YOUR INSTRUCTIONS → Update the rows below by changing every "camera-trap tally" to "scene survey" and leaving all other wording as it is. Leave the pictures out of your answer.

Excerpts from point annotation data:
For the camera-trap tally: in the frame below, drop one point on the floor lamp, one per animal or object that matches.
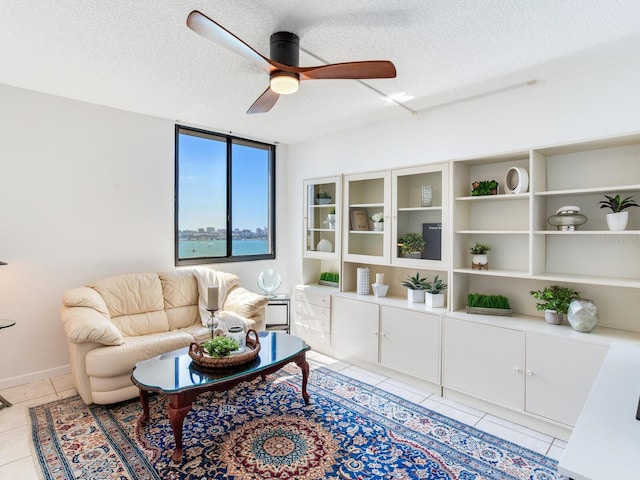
(4, 324)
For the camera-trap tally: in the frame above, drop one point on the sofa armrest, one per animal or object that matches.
(84, 324)
(245, 303)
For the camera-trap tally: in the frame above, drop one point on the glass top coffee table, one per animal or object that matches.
(175, 375)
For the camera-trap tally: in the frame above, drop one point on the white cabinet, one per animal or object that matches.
(398, 338)
(545, 374)
(410, 342)
(312, 317)
(484, 361)
(355, 329)
(560, 374)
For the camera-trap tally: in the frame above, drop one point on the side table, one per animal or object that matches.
(282, 300)
(5, 324)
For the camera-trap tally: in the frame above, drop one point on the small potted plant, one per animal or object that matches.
(411, 245)
(484, 187)
(378, 221)
(617, 219)
(555, 302)
(415, 288)
(323, 198)
(434, 296)
(479, 252)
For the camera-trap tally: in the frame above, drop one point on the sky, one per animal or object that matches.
(202, 185)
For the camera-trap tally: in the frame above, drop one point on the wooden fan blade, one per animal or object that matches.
(203, 25)
(350, 70)
(265, 102)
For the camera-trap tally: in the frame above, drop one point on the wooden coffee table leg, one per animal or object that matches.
(178, 409)
(304, 366)
(144, 400)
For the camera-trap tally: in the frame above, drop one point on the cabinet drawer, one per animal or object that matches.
(313, 296)
(311, 310)
(317, 323)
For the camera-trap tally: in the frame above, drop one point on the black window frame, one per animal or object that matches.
(230, 140)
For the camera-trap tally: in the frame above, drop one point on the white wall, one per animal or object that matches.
(600, 101)
(86, 192)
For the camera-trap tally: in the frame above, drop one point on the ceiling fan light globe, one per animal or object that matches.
(284, 83)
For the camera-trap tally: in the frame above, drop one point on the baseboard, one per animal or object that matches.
(34, 377)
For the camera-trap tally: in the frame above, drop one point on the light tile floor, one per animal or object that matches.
(17, 461)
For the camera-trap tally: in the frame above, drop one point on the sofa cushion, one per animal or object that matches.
(244, 302)
(85, 297)
(180, 290)
(135, 303)
(118, 360)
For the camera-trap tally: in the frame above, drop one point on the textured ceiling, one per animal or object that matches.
(140, 56)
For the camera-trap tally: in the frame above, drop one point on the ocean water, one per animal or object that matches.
(217, 248)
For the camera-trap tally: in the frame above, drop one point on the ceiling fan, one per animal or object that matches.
(283, 69)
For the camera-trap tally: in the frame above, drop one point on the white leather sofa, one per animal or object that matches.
(116, 322)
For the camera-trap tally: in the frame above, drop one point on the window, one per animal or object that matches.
(224, 198)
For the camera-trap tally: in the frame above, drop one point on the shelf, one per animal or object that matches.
(589, 191)
(587, 232)
(494, 272)
(419, 209)
(499, 197)
(366, 205)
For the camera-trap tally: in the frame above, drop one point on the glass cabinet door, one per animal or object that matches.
(322, 218)
(367, 218)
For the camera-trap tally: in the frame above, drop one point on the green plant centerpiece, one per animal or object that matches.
(434, 296)
(618, 218)
(484, 187)
(220, 346)
(411, 244)
(616, 204)
(415, 287)
(554, 299)
(479, 260)
(479, 248)
(436, 287)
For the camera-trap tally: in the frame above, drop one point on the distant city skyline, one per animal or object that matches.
(202, 185)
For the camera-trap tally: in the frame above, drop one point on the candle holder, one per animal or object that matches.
(212, 321)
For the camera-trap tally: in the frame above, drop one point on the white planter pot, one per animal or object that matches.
(553, 317)
(434, 299)
(415, 296)
(617, 221)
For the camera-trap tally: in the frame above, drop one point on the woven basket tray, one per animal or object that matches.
(203, 359)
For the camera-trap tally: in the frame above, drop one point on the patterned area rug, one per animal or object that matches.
(263, 430)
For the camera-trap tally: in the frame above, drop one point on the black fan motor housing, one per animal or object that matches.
(285, 48)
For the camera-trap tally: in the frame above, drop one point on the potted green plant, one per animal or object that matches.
(479, 252)
(411, 245)
(434, 293)
(480, 303)
(484, 187)
(617, 219)
(378, 221)
(415, 288)
(554, 302)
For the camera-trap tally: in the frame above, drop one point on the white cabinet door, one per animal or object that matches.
(484, 361)
(410, 342)
(354, 332)
(560, 374)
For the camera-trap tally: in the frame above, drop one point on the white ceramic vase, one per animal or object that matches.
(435, 300)
(617, 221)
(415, 296)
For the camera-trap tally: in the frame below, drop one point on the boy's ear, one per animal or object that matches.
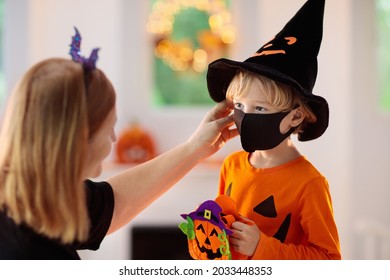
(297, 117)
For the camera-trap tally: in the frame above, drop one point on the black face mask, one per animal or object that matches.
(260, 131)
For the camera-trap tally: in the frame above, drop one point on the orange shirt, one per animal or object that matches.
(290, 204)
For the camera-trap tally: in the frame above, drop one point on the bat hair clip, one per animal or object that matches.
(88, 63)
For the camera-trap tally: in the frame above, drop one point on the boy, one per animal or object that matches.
(284, 198)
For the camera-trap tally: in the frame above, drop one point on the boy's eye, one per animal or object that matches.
(237, 105)
(260, 109)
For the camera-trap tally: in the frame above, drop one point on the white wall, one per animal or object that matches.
(353, 152)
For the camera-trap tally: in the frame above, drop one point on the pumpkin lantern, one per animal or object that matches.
(134, 145)
(206, 233)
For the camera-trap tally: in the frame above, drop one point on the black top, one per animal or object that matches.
(21, 242)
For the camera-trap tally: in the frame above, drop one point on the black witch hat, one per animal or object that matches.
(290, 57)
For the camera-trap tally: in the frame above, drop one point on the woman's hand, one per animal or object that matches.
(214, 131)
(245, 237)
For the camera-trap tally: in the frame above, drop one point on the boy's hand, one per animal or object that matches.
(245, 237)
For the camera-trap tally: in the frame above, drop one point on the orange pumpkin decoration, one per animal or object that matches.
(134, 145)
(206, 233)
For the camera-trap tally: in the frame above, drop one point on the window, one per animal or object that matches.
(187, 36)
(383, 24)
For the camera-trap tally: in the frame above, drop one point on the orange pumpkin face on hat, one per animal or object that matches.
(290, 58)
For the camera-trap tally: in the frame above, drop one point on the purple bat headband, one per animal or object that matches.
(89, 64)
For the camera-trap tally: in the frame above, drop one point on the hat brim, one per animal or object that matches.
(221, 72)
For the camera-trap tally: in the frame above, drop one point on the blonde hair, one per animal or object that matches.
(53, 112)
(277, 94)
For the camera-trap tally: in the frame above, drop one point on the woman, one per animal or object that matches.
(58, 128)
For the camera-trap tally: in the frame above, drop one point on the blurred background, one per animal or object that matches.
(156, 52)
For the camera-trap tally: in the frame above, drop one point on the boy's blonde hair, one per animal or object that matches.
(53, 112)
(277, 94)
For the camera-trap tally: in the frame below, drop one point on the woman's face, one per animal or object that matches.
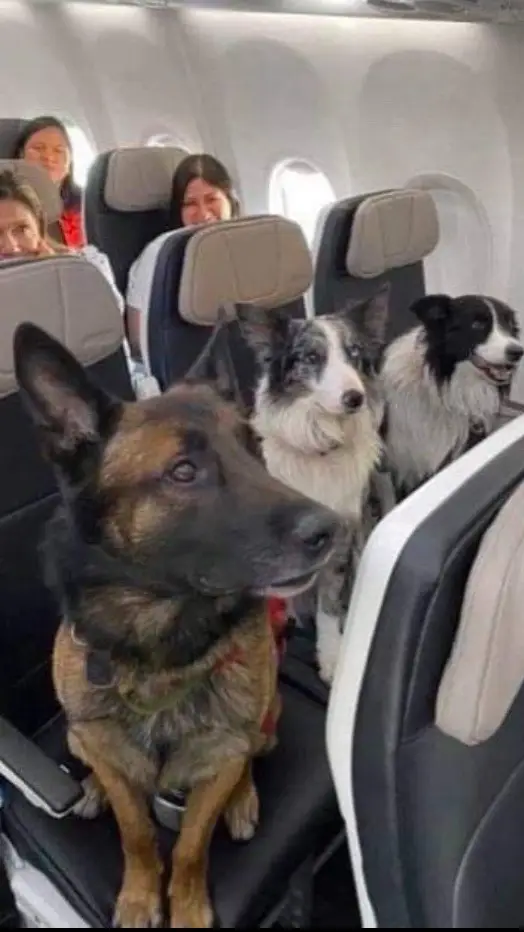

REPLY TO THE TASK →
For the scene survey: in the frame below, drop one point on the floor lamp, one per animal or object that matches.
(4, 324)
For the scene survey: in the frame above, drop one point on the sofa armrest, one per animal or object that matches.
(84, 324)
(245, 303)
For the scene survey: in the frame above, drop one point on the glass top coffee table, one per animal or object that matches.
(175, 375)
For the scene survey: in the frame above, drop one point on the white cabinet, one per animal or object that matches.
(398, 338)
(545, 374)
(410, 342)
(312, 317)
(484, 361)
(355, 329)
(560, 374)
For the scene survey: in the frame above, drop one point on the side table, one per animal or object that matches.
(282, 300)
(5, 324)
For the scene survey: in the frame above, drop one point on the small potted plant, one per animal or object that matches.
(411, 245)
(484, 187)
(378, 221)
(617, 219)
(555, 302)
(415, 288)
(323, 198)
(434, 296)
(479, 252)
For the scene survey: in the frame above, drop one point on the sky, one per animal or object that matches.
(202, 185)
For the scene survey: in the frame above, drop one point on the wooden fan blade, one per animal or object that matches.
(203, 25)
(350, 70)
(265, 102)
For the scene survey: in the frame above, drop one point on the wooden coffee table leg, one per animal or object that matches.
(178, 409)
(304, 366)
(144, 400)
For the scene survey: in the frame above, drop one point on the cabinet drawer, one per animal or object that matches.
(313, 296)
(311, 310)
(317, 323)
For the scene survey: in the frame above, drop one point on the black window frame, one per animal or object that matches.
(230, 140)
For the scene survey: in the frame above, drop one point on the white wall, one per animal or object that matches.
(600, 101)
(86, 192)
For the scene survey: in the frame above, drop one point on the ceiling fan light globe, one per animal or object that matches.
(284, 83)
For the scene survey: in the frame above, drop one point on the baseboard, one per animal or object that matches.
(34, 377)
For the scene survey: in the frame above, drop one point on the light tile floor, one per animal or object that matches.
(17, 461)
For the scene survey: in the frame above, drop one point on the sofa cushion, one per animal or object that matches.
(244, 302)
(85, 297)
(180, 290)
(135, 303)
(118, 360)
For the scene survey: in the frame above, drop one point on the textured ceiling, one per animal or object that matches.
(140, 56)
For the scene survey: in the frame above, drop one point on the ocean water, one per animal or object that matches.
(217, 248)
For the scene survey: in the frame above, drop one point on the ceiling fan, one per animal or object that matches.
(283, 69)
For the scene survey: in the frame above, drop one point on the white leather sofa, one per animal or object that matches.
(116, 322)
For the scene survey: in the frame above, drop one point on the window, one per animal or object that matches.
(224, 198)
For the scene survey: in the frame above, drop one point on the shelf, one per animal or object that matches.
(589, 191)
(587, 232)
(494, 272)
(419, 209)
(499, 197)
(366, 205)
For the scene survey: in the frame above, drop one point on the glass cabinet door, one per animal or object that matches.
(322, 218)
(367, 218)
For the scene survey: in the frame above, drop one point on the green plant centerpiece, one per animal or object that matches.
(434, 296)
(618, 218)
(484, 187)
(220, 346)
(411, 244)
(616, 204)
(415, 287)
(554, 299)
(479, 260)
(479, 248)
(436, 287)
For the scene survey: in the frame above, drop one point on the distant city skyline, one per animal or object that matches.
(202, 185)
For the scene survey: in the frame above, drop one point on the candle holder, one per animal or object that matches.
(212, 321)
For the scene survey: in the frame above, drop one point on the white planter pot, one per animal or object that matches.
(553, 317)
(434, 299)
(415, 296)
(617, 221)
For the scene survey: in the frame above, drop one point on the woven basket tray, one per animal or object that matches.
(203, 359)
For the scene survey: in the frame above, drop one point on the patterned area rug, one per animal or object that matches.
(263, 430)
For the scene survey: in the frame above, drop one point on the black fan motor housing, one per animal or object that matches.
(285, 48)
For the scene survey: in the frame above, drop one point on the potted green plant, one per animal or object that matches.
(479, 252)
(411, 245)
(434, 293)
(480, 303)
(484, 187)
(617, 219)
(378, 221)
(415, 288)
(554, 302)
For the scene survey: in the frame above, drop one point on the white cabinet door, one per animal or object that matches.
(484, 361)
(410, 342)
(354, 332)
(560, 374)
For the scene survey: in the frame above, drop one point on the white ceramic vase, one per animal or object that matches.
(435, 300)
(617, 221)
(415, 296)
For the scene survey: in the frame below, drop one point on the boy's ear, one per animal or object that matches.
(297, 117)
For the scene survey: in the frame above, drop one point on the black face mask, one per animal or object that matches.
(260, 131)
For the scene survey: in the frame above, drop one point on the orange shirt, one per animal or object that matches.
(290, 204)
For the scene survey: in the frame above, drop one point on the bat hair clip, one per animal or object that matches.
(88, 63)
For the scene survey: in the frame above, drop one point on the boy, one per animal or object that matches.
(284, 198)
For the scene survey: in the frame above, drop one point on the boy's eye, one per animal or object that matches.
(237, 105)
(260, 109)
For the scene survey: in the frame above, drop one point on the white wall, one per animal or object that matches.
(353, 152)
For the scene survey: in the frame above, drop one point on the pumpkin lantern, one per animal or object that matches.
(134, 145)
(206, 233)
For the scene survey: in the frame above, drop one point on the black top, one per animal or object that matches.
(21, 242)
For the scene survey: in the frame above, drop one point on the black witch hat, one per animal or object that matches.
(290, 57)
For the scene survey: in the frame above, drop one point on the woman's hand, one per animal or object that matches.
(214, 131)
(245, 237)
For the scene survey: in the frame above, drop one point on the boy's hand, one per animal or object that matches.
(245, 237)
For the scene survey: in the frame above, drop one point on the orange pumpkin decoration, one per animal or object that matches.
(134, 145)
(206, 233)
For the scene survey: in the frame above, drop one point on the window, one per animal or object that matches.
(187, 36)
(383, 24)
For the scene survey: in the frame above, drop one point on the orange pumpkin face on hat, one per animal or object that matches.
(290, 58)
For the scene survey: in the frame above, drop one point on the purple bat headband, one per animal or object that matches.
(89, 64)
For the scene survey: in the frame above, drop one point on the hat brim, one per animal or object that matches.
(221, 72)
For the scene survey: in the frame above, drop one point on the blonde hair, one per animal or object that matches.
(53, 112)
(277, 94)
For the scene survey: in the frame above, drop one point on the woman, one per animal or object that matches.
(58, 128)
For the scene survey: in the frame above, drop one point on the blurred background, one per animal or object that matches.
(156, 52)
For the scene survey: in the frame above, drop one point on the boy's blonde hair, one per animal or object that matches.
(53, 112)
(277, 94)
For the scene survey: in the frame below, drop one point on the woman's face, one per animal or object that matches.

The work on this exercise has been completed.